BEGIN THE INPUT

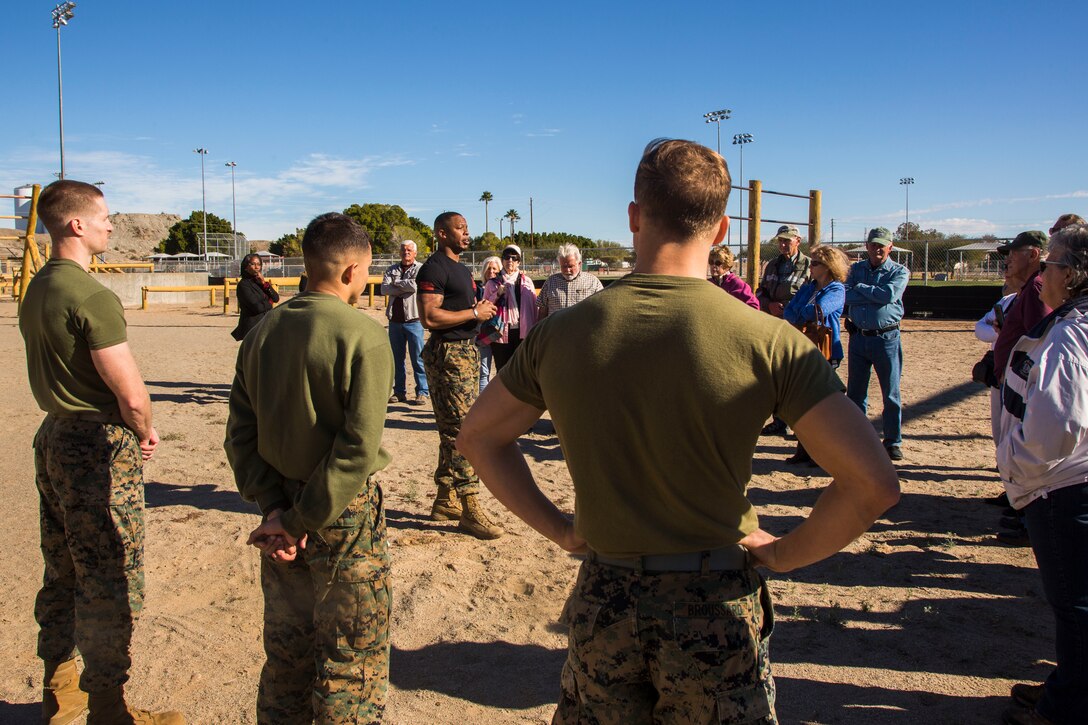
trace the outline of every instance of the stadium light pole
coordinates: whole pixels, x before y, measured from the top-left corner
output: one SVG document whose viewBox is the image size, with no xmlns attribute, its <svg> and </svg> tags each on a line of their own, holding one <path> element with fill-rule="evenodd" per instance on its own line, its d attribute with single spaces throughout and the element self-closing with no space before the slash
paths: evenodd
<svg viewBox="0 0 1088 725">
<path fill-rule="evenodd" d="M 904 241 L 910 241 L 910 187 L 914 183 L 913 176 L 904 176 L 899 180 L 900 186 L 903 187 L 903 191 L 906 194 L 905 211 L 906 222 L 903 224 L 903 239 Z M 926 261 L 925 268 L 922 270 L 922 284 L 929 284 L 929 242 L 926 242 Z"/>
<path fill-rule="evenodd" d="M 208 195 L 204 190 L 204 157 L 208 155 L 208 149 L 193 149 L 194 154 L 200 154 L 200 209 L 204 213 L 204 254 L 208 253 Z M 200 245 L 196 245 L 197 251 Z M 207 257 L 205 257 L 207 259 Z"/>
<path fill-rule="evenodd" d="M 703 114 L 703 118 L 706 120 L 707 123 L 713 123 L 715 126 L 718 127 L 718 156 L 722 155 L 722 121 L 728 121 L 729 116 L 732 115 L 732 113 L 732 110 L 728 108 L 722 108 L 718 111 L 711 111 L 710 113 Z M 729 239 L 730 241 L 732 241 L 733 239 L 732 227 L 729 228 Z"/>
<path fill-rule="evenodd" d="M 234 231 L 234 249 L 231 250 L 233 254 L 238 254 L 238 201 L 234 196 L 234 167 L 238 164 L 233 161 L 228 161 L 223 164 L 230 167 L 230 211 L 233 217 L 232 230 Z"/>
<path fill-rule="evenodd" d="M 64 2 L 53 8 L 53 27 L 57 30 L 57 113 L 60 117 L 60 177 L 64 178 L 64 83 L 60 71 L 60 29 L 75 16 L 76 4 Z"/>
<path fill-rule="evenodd" d="M 744 216 L 744 145 L 750 144 L 754 140 L 755 138 L 750 133 L 733 134 L 733 145 L 740 147 L 740 188 L 737 189 L 737 223 L 740 225 L 738 228 L 740 237 L 737 242 L 738 253 L 740 248 L 744 246 L 744 221 L 741 219 Z"/>
</svg>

END THE INPUT

ASSIGNMENT =>
Produce the lines from the first line of the entries through the line that contains "output: one SVG", exactly, leaving the pictures behind.

OUTPUT FOR THIS EXERCISE =>
trace the outline of every instance of the stadium light pole
coordinates: whole pixels, x before y, measured from the top-left corner
output: one SVG document whose viewBox is the image size, with no xmlns attribute, its <svg> and </svg> tags each on a line of their own, holding one <path> element with fill-rule="evenodd" per instance on its own line, its d attribute with single spaces throughout and the element self-closing with no space before the slash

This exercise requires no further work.